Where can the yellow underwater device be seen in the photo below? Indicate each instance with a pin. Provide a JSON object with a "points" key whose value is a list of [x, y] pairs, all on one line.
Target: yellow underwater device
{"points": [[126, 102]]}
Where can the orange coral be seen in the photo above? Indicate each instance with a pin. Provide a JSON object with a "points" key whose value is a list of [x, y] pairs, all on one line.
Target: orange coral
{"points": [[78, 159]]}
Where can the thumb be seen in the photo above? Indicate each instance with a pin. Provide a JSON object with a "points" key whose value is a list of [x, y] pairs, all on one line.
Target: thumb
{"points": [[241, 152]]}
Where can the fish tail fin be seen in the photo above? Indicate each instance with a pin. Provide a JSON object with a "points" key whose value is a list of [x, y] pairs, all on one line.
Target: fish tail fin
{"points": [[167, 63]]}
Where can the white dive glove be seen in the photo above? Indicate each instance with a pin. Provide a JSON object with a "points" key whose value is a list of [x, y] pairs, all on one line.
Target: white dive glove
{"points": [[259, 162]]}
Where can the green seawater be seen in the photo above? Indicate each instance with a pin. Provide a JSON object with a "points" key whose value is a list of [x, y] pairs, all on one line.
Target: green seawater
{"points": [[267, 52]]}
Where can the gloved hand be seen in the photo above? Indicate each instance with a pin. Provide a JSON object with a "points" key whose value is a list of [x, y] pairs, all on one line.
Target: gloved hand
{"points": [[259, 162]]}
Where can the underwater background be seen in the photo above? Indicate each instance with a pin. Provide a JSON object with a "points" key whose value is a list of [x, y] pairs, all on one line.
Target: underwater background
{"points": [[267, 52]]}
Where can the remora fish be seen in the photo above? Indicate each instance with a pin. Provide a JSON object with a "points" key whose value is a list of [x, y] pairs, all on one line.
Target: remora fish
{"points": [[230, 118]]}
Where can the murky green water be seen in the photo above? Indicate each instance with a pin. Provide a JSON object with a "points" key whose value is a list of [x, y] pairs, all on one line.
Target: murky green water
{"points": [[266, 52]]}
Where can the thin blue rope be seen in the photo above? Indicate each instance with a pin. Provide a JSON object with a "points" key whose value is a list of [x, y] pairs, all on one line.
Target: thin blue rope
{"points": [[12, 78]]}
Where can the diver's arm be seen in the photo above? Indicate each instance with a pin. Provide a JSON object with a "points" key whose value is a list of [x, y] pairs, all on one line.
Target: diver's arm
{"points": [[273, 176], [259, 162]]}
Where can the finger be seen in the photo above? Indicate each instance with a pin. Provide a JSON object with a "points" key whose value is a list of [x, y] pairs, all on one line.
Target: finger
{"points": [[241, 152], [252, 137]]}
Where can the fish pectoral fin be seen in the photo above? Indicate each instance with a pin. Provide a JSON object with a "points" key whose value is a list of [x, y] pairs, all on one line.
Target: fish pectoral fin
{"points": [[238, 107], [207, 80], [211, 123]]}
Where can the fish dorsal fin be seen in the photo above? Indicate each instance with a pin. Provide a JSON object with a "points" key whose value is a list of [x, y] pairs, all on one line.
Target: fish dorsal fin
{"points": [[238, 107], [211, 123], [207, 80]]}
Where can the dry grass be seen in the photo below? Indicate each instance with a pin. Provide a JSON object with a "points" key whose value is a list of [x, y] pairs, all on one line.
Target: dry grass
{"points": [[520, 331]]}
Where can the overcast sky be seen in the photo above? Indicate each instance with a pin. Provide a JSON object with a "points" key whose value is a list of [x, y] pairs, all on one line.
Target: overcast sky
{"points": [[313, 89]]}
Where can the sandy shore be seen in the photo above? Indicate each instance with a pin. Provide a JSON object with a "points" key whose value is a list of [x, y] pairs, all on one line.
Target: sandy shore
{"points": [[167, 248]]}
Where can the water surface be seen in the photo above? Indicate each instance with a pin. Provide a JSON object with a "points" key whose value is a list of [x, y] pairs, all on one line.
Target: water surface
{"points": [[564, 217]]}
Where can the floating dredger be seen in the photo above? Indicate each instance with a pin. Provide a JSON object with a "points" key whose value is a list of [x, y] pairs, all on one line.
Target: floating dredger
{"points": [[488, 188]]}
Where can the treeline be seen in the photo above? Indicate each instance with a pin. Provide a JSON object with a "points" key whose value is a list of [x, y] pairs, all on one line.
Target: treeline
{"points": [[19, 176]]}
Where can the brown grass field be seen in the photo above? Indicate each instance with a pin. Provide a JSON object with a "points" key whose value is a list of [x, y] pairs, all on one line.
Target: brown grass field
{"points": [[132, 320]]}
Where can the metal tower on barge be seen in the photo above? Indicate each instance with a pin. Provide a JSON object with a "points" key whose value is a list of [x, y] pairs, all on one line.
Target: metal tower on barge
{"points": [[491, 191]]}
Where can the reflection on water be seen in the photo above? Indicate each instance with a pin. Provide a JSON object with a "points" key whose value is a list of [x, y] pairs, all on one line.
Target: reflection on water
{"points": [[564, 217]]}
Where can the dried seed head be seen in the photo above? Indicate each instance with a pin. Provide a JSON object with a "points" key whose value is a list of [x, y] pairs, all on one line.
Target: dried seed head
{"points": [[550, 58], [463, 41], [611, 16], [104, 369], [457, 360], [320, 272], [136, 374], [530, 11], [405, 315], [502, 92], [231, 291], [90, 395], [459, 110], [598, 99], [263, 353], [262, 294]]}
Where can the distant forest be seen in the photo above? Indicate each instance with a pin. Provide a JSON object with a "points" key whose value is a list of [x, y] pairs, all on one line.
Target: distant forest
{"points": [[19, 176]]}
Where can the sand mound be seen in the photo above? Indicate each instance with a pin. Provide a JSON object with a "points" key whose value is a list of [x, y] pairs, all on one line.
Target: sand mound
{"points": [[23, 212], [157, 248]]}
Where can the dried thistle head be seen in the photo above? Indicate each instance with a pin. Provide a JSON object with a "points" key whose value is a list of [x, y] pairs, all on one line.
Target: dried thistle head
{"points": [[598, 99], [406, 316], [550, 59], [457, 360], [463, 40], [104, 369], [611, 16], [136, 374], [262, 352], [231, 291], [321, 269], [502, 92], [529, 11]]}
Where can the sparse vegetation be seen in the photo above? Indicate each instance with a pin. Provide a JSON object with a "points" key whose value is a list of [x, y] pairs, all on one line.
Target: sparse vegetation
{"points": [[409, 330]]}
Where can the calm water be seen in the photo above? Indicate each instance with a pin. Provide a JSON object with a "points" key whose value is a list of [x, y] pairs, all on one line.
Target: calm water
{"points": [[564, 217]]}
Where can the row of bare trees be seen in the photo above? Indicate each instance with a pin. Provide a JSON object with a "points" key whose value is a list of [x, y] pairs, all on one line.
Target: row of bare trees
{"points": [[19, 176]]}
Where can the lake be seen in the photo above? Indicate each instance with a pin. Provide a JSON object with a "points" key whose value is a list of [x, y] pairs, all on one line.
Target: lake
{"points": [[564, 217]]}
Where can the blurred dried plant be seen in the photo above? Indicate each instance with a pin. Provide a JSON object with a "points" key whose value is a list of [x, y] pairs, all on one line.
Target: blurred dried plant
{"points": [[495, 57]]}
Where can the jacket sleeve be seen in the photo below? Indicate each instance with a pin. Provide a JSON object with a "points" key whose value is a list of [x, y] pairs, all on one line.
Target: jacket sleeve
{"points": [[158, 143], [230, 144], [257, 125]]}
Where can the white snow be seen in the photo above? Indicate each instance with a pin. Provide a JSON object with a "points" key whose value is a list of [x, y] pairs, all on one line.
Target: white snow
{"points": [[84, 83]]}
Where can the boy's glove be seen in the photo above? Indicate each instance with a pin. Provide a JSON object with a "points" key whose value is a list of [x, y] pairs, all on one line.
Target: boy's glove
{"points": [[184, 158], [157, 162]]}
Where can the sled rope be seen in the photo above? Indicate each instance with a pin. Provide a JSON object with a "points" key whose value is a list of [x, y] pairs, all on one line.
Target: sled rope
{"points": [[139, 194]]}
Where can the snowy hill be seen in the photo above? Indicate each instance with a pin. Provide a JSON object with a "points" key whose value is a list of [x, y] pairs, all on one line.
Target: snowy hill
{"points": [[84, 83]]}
------------------------------------------------
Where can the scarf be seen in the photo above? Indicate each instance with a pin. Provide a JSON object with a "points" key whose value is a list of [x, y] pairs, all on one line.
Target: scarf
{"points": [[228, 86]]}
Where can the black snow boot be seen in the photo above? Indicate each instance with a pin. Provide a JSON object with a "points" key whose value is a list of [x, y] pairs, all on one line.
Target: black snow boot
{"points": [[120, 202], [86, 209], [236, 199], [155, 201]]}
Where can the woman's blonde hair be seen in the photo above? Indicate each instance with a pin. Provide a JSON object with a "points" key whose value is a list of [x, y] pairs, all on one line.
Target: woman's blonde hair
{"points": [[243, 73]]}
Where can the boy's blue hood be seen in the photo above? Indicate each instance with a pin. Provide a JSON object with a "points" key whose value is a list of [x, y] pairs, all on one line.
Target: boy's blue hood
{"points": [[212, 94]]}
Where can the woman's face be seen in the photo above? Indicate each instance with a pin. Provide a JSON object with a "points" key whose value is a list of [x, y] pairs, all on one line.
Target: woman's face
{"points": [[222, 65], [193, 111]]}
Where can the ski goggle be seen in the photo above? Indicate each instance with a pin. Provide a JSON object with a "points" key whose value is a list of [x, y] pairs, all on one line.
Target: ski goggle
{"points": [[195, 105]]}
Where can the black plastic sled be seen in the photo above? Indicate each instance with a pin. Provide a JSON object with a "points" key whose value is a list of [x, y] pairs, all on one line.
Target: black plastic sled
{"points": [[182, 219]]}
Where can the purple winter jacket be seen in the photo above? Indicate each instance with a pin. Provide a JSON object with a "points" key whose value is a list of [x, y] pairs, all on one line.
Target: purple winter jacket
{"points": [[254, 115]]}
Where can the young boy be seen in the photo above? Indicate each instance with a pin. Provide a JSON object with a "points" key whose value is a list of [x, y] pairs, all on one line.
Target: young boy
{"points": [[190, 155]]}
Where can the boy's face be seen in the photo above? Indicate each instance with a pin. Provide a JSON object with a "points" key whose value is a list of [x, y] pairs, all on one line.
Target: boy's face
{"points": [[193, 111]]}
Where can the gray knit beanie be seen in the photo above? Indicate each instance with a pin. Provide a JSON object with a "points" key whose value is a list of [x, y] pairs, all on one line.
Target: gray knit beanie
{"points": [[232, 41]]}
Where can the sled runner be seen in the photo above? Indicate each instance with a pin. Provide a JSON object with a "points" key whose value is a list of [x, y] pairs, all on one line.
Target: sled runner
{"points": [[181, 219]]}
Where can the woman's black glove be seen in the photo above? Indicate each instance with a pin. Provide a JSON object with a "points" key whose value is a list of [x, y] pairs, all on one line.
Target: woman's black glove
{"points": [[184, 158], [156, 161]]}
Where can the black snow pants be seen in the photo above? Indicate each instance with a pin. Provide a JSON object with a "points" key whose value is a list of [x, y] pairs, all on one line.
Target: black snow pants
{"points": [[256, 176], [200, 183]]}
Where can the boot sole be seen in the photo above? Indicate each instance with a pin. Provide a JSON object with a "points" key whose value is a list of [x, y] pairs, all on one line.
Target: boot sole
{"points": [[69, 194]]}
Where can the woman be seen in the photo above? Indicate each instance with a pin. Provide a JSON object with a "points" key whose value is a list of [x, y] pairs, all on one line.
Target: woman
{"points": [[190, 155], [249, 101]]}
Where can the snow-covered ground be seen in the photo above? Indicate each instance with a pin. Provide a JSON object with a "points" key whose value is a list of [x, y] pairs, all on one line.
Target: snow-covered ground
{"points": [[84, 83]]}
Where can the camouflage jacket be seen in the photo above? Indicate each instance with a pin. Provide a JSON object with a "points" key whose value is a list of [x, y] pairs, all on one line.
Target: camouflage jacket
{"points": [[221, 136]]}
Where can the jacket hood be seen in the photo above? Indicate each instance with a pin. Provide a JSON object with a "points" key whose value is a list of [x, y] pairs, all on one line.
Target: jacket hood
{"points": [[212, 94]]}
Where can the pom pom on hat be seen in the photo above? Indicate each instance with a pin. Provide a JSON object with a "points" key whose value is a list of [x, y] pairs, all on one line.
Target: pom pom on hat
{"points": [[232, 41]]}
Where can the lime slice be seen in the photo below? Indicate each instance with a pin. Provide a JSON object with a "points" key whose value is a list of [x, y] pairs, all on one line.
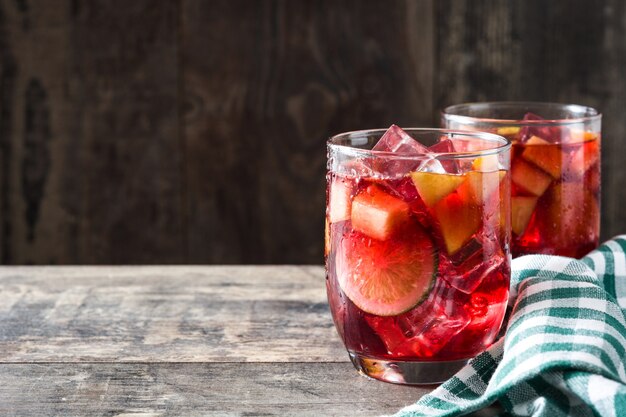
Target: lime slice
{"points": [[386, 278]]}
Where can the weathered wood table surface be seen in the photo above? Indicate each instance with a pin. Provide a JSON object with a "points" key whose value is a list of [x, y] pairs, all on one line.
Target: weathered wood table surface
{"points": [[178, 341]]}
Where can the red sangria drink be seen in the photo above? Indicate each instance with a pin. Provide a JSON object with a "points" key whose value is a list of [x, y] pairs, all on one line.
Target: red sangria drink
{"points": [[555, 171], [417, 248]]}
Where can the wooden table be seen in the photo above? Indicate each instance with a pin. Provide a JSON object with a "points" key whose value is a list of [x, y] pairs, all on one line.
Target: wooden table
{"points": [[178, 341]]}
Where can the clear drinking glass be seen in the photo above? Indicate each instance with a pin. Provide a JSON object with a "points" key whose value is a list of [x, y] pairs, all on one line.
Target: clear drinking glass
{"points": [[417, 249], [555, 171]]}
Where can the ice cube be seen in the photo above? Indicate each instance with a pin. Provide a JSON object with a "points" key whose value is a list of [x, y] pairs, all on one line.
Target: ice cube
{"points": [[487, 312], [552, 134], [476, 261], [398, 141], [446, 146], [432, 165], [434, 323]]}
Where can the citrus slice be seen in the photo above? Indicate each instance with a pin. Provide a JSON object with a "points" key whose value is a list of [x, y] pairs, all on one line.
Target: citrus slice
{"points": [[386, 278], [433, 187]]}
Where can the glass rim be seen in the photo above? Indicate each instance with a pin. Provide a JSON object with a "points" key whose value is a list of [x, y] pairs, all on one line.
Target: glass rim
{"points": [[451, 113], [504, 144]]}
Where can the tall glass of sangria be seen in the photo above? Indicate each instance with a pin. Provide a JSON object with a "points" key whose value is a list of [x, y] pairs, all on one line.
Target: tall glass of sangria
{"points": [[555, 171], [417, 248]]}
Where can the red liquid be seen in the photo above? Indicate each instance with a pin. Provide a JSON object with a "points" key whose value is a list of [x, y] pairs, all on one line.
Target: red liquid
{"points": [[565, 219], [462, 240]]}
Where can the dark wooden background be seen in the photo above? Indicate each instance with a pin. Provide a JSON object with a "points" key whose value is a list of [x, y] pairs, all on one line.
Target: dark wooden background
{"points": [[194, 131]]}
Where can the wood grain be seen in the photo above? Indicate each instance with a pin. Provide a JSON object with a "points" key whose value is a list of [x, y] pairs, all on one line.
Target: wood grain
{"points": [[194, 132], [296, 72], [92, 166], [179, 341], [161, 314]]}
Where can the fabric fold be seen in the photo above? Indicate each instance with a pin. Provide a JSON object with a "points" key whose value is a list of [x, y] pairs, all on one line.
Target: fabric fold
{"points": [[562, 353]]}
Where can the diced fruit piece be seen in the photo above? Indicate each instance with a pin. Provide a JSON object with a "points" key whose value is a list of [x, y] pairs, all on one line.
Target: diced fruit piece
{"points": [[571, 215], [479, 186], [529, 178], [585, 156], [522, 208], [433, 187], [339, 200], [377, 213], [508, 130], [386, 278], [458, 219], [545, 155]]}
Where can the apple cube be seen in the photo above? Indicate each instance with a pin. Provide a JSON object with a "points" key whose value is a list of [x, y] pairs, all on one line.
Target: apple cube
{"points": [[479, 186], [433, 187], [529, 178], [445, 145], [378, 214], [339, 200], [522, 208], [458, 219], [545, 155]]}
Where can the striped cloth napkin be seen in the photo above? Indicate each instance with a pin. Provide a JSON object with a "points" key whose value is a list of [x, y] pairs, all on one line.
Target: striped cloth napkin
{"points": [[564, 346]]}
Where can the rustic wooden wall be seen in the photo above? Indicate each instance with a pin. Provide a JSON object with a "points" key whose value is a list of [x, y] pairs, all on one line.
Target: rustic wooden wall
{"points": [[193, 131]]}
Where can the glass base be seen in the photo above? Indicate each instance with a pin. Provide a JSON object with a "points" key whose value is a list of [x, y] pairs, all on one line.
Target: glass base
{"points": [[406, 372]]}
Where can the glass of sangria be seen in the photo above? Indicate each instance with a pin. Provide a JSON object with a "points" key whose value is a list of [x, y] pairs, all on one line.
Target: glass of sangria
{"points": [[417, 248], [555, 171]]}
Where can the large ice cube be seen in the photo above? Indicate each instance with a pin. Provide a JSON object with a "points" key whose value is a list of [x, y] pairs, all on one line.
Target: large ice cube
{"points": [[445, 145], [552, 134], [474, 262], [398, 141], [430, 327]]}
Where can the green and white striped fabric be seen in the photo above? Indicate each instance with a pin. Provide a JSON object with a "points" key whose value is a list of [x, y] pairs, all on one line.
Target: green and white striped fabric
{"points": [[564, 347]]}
------------------------------------------------
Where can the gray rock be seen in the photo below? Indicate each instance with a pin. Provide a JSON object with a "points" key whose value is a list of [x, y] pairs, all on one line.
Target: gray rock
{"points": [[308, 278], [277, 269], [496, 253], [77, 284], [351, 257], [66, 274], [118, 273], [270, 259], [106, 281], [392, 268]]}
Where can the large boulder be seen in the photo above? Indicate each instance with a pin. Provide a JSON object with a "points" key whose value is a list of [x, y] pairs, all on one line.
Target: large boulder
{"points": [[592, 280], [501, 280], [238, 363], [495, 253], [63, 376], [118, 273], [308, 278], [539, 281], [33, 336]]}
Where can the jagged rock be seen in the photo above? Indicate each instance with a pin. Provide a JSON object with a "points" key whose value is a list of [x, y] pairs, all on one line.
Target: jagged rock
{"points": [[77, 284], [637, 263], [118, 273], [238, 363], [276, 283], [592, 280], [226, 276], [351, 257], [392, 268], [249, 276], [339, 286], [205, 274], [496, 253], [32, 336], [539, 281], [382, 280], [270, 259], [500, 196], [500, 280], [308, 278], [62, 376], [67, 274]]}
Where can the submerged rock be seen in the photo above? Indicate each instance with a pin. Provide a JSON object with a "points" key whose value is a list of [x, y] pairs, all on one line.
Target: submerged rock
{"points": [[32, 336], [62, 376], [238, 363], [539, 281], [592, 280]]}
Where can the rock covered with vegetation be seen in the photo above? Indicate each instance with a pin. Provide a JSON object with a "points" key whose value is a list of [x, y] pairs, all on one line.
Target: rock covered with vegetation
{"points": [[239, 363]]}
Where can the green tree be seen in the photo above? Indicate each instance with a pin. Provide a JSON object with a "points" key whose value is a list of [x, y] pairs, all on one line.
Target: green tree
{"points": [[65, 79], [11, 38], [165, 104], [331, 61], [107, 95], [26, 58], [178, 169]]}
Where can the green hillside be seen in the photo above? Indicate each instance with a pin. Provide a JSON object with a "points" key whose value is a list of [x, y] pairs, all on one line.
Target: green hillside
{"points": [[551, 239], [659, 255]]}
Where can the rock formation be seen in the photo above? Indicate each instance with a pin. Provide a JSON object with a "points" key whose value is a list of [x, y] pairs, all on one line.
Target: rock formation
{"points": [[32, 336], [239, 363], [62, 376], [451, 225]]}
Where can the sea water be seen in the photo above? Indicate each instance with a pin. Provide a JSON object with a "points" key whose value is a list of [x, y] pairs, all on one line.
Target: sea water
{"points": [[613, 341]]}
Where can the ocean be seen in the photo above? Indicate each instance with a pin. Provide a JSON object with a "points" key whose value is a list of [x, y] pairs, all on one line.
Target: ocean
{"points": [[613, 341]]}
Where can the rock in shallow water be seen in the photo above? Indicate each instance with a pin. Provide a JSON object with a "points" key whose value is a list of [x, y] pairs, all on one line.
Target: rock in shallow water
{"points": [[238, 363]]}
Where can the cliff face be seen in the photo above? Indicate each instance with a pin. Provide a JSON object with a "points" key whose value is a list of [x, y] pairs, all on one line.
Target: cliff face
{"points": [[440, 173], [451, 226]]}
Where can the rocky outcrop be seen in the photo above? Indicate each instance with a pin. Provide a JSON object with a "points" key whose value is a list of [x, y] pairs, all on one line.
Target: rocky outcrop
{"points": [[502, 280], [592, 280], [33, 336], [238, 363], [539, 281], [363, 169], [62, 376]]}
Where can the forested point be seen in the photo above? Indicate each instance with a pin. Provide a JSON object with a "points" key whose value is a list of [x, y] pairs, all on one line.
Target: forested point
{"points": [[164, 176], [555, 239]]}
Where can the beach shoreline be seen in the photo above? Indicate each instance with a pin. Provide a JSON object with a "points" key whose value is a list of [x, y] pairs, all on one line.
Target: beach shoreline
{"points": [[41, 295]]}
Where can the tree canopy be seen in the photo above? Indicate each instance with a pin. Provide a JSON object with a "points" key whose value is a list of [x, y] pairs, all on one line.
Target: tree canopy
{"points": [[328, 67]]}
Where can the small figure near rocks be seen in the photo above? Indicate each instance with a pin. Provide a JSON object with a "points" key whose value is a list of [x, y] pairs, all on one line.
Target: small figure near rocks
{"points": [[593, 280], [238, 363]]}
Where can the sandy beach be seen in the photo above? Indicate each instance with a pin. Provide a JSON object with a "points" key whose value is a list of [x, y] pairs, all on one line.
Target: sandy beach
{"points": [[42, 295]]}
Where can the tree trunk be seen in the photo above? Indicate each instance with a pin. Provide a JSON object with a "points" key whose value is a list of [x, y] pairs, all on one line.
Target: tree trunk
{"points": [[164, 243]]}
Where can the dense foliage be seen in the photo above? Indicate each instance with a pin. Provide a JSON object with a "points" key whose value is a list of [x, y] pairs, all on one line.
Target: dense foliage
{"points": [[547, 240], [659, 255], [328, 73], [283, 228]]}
------------------------------------------------
**WORK ORDER**. In the records above, find every line that contains the word "below" and copy it.

**ANSWER AREA**.
Where can the yellow underwater device be seen in the photo below? Indicate each instance with a pin. Provide a JSON object with a "points" key whose value is a list of [x, y] pairs, all on one line.
Where can the dry grass be seen in the photo below? Indicate each instance with a pin. Provide a JSON object with a "points" key whose value is a list of [x, y] pairs, all on one line.
Where can the jacket sleeve be seen in the photo below? Indicate each instance with a pin. Provide a JSON object with a "points" key whose value is a list of [x, y] pairs, all on one line.
Where can the lime slice be seen in the photo below? Indicate each instance with a pin. Provide a JSON object with a "points" key whose value is a list of [x, y] pairs, all on one line.
Where can the gray rock be seen in the photo below? Indicate each instance with a pin. Provide a JSON object with a "points" key whose value is a list of [x, y] pairs, all on one line.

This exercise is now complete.